Print each record below character for character.

(Items listed in a dataset)
>>

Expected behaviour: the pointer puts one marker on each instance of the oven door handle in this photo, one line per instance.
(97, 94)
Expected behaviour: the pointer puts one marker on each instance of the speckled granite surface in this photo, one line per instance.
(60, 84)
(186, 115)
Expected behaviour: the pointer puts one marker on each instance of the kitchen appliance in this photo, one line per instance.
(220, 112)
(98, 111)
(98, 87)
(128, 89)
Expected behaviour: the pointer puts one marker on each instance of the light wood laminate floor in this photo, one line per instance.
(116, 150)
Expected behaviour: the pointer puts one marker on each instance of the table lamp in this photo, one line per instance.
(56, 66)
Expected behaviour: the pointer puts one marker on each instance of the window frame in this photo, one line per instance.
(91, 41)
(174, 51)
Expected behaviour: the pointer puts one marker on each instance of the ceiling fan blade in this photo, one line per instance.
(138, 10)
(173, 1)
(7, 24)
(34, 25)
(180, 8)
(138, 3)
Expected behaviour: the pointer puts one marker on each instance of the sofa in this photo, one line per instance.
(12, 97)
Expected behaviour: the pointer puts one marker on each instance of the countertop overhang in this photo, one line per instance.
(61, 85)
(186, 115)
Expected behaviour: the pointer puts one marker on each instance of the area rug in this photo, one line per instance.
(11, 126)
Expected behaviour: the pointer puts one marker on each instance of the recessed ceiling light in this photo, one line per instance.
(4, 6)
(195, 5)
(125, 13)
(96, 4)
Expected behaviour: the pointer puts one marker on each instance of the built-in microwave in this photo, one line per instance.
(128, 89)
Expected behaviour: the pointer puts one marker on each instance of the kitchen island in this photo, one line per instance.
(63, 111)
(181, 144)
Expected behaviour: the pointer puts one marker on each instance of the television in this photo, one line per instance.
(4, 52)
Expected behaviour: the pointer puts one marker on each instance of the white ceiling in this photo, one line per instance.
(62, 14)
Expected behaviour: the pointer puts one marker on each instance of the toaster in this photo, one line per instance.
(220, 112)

<<

## Task output
Expected behaviour: the pointer puts one marker on each instance of the oven door handle in this photo, one line per instance.
(97, 94)
Expected behaviour: the pointer puts one marker on each instance of the speckled granite surface in this photo, one line per instance.
(60, 84)
(186, 115)
Expected behaviour: the pointer puts one marker on each instance of the kitchen appliance in this photo, one line per instance.
(220, 112)
(98, 111)
(98, 87)
(128, 89)
Expected behaviour: the pointer puts one marker on each instance of the light wood laminate floor in this photo, one line per instance.
(116, 150)
Expected behaviour: the pointer puts one marker on each instance of the table lamp in this photo, one line per instance.
(56, 66)
Expected behaviour: the pointer puts one marker on each instance of the window frame in this photo, one line per instance.
(91, 41)
(174, 51)
Expected behaviour: the pointer puts one marker on each instance of the ceiling fan blade in this photo, one line per instance.
(138, 10)
(173, 1)
(7, 24)
(34, 25)
(180, 8)
(138, 3)
Expected behaviour: the pointer puts one marker on each instance of the sofa in this photo, one line per instance.
(12, 97)
Expected behaviour: the pointer puts one marker on each instance of the countertop overhang in this photo, one line per instance.
(61, 85)
(186, 115)
Expected behaviour: the pointer puts one marker on each instance of the area rug in this photo, one line per instance.
(11, 126)
Expected behaviour: the pointer puts one marker on each instance of the recessed ceiling light in this photo, one line per instance.
(4, 6)
(195, 5)
(125, 13)
(96, 4)
Expected behaviour: the pointer puts one marker on each instance of the built-in microwave in this photo, one line per instance.
(128, 89)
Expected behaviour: the pointer puts one marker on each instance of the kitchen island in this photo, one line per instance.
(63, 111)
(181, 144)
Expected behaviour: the pointer puts one marker on each instance of the television in this photo, one line per instance.
(4, 52)
Expected behaviour: the pointer puts one marker on each instance of the white ceiling in this photo, one line per instance.
(62, 14)
Expected behaviour: the pointer puts one marker on each instance of the toaster in this photo, one line per instance.
(220, 112)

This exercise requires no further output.